- **Task details**:
There are pictures in the records below; leave them out and set down exactly the lines from the one holding "If you could tag the dry" through the one holding "If you could tag the fallen".

- **Stored data**:

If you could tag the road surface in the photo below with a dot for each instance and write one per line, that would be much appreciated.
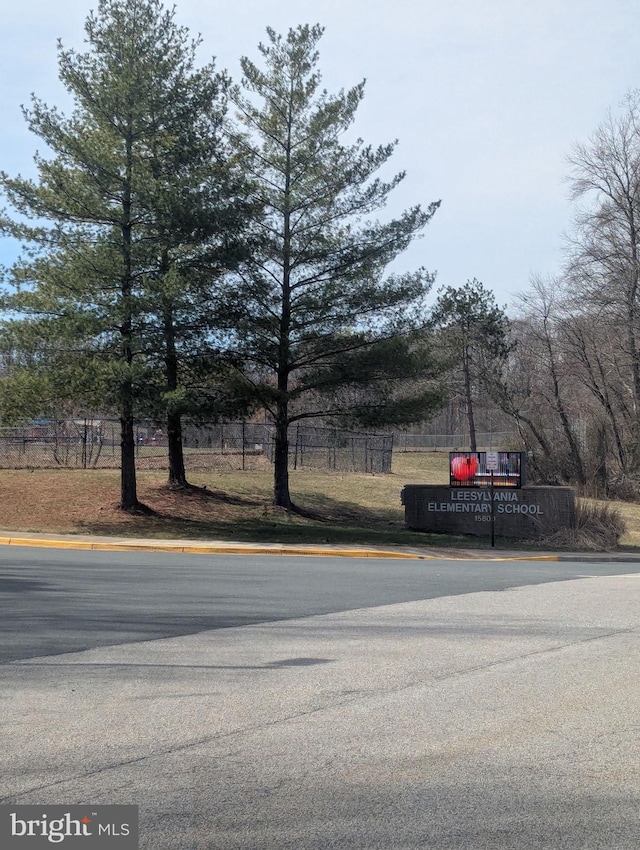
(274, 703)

* * *

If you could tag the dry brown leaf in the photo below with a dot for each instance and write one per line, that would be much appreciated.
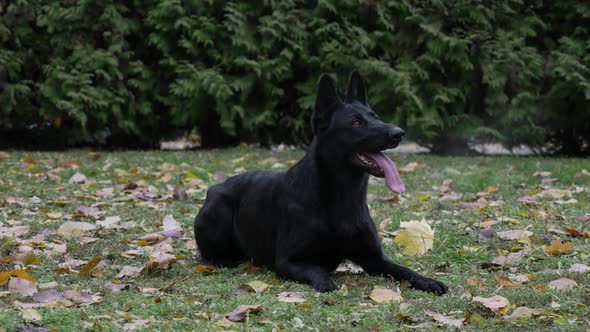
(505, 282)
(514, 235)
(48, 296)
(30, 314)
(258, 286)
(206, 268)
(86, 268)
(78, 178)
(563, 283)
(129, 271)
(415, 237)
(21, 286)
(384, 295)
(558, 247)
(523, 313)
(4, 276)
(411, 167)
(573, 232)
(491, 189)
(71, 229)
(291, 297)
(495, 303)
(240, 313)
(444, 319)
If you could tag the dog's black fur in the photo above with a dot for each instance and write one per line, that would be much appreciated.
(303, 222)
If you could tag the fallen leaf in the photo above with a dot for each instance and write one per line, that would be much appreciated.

* * *

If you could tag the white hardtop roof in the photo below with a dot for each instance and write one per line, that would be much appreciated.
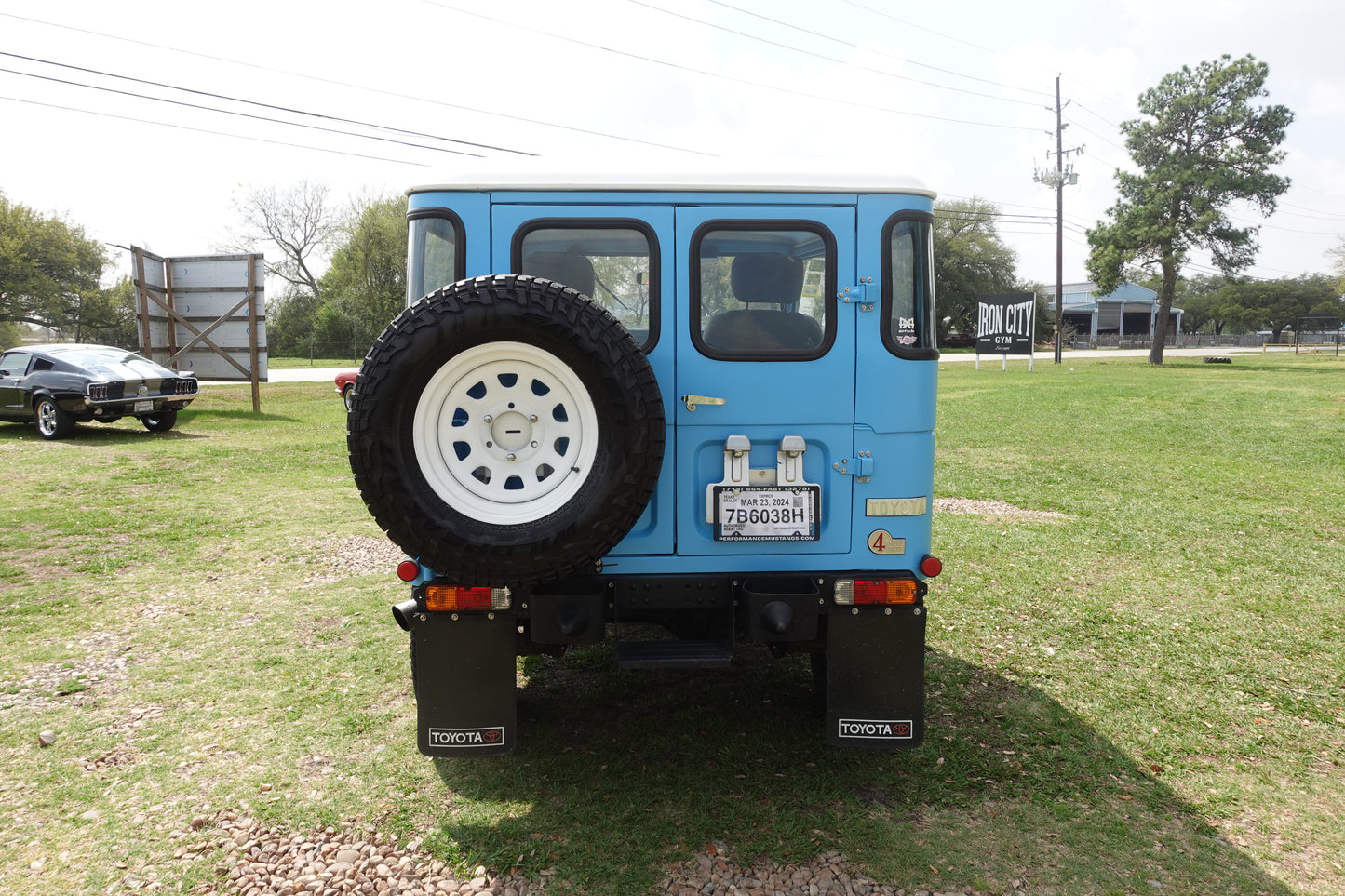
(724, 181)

- **Solved exercise**:
If you could tag the dry brown leaf in the photo below with a dot for each instance and write one per line, that would be much appreciated.
(505, 282)
(514, 235)
(48, 296)
(30, 314)
(258, 286)
(206, 268)
(86, 268)
(78, 178)
(563, 283)
(129, 271)
(415, 237)
(21, 286)
(384, 295)
(558, 247)
(523, 313)
(4, 276)
(411, 167)
(573, 232)
(491, 189)
(71, 229)
(291, 297)
(495, 303)
(240, 313)
(444, 319)
If you could tag the dog's black fur in the photo above with a dot for each instance and write one per line, that would be much appreciated.
(303, 222)
If you could tag the fallen leaf in the photo above with a dot for each instance and write one per line, that would be much appreciated.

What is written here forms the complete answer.